- [Sua tarefa 1]: Transcreva a parte do texto sobre Hélio Felgas que começa nas palavras com "Guiné 63/74 - P2984: Op" e termina em "Helena Felgas, advogada.".
- [Sua tarefa 2]: No texto sobre Hélio Felgas, quem cedeu a foto dele?

- [Texto dado]:
Guiné 63/74 - P2984: Op Mabecos Bravios: a retirada de Madina do Boé e o desastre de Cheche (Maj Gen Hélio Felgas † )

Major General Hélio Esteves Felgas (1920-2008): duas comissões na Guiné, um dos militares portugueses da sua geração mais condecorados, autor de dezenas de livros e artigos sobre a "luta contra o terrorismo", a guerra ultramarina... Comparou a Guiné ao Vietname. Também considerava que a solução para a Guiné não era militar mas política... Foi, todavia, um crítico de Spínola que lhe terá roubado, entretanto, a ideia dos reordenamentos (aldeias estratégicas) (1). Um oficial intelectualmente brilhante mas controverso, dizem alguns dos seus pares, mais novos.

Foto gentilmente cedida pela filha, Dra. Helena Felgas, advogada.



Reprodução da assinatura do então brigadeiro Hélio Felgas, em documento, de 1995, de que o Paulo Raposo me facultou fotocópia.

Fotos: © Luís Graça & Camaradas da Guiné (2008). Todos os direitos reservados.

- [Trechos da listagem]:
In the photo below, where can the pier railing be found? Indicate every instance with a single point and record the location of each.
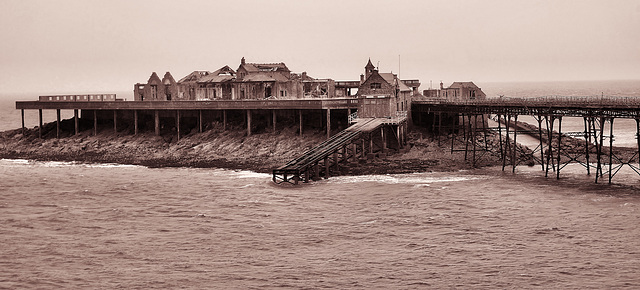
---
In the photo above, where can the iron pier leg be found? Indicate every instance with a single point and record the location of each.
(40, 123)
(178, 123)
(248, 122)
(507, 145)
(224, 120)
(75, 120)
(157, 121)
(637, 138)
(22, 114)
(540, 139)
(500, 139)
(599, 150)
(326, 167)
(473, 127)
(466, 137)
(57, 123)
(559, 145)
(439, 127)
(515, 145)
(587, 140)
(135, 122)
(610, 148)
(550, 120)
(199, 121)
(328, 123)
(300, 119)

- [Resposta 1]:
Guiné 63/74 - P2984: Op Mabecos Bravios: a retirada de Madina do Boé e o desastre de Cheche (Maj Gen Hélio Felgas † )

Major General Hélio Esteves Felgas (1920-2008): duas comissões na Guiné, um dos militares portugueses da sua geração mais condecorados, autor de dezenas de livros e artigos sobre a "luta contra o terrorismo", a guerra ultramarina... Comparou a Guiné ao Vietname. Também considerava que a solução para a Guiné não era militar mas política... Foi, todavia, um crítico de Spínola que lhe terá roubado, entretanto, a ideia dos reordenamentos (aldeias estratégicas) (1). Um oficial intelectualmente brilhante mas controverso, dizem alguns dos seus pares, mais novos.

Foto gentilmente cedida pela filha, Dra. Helena Felgas, advogada.

- [Resposta 2]: A filha dele, Dra. Helena Felgas, advogada.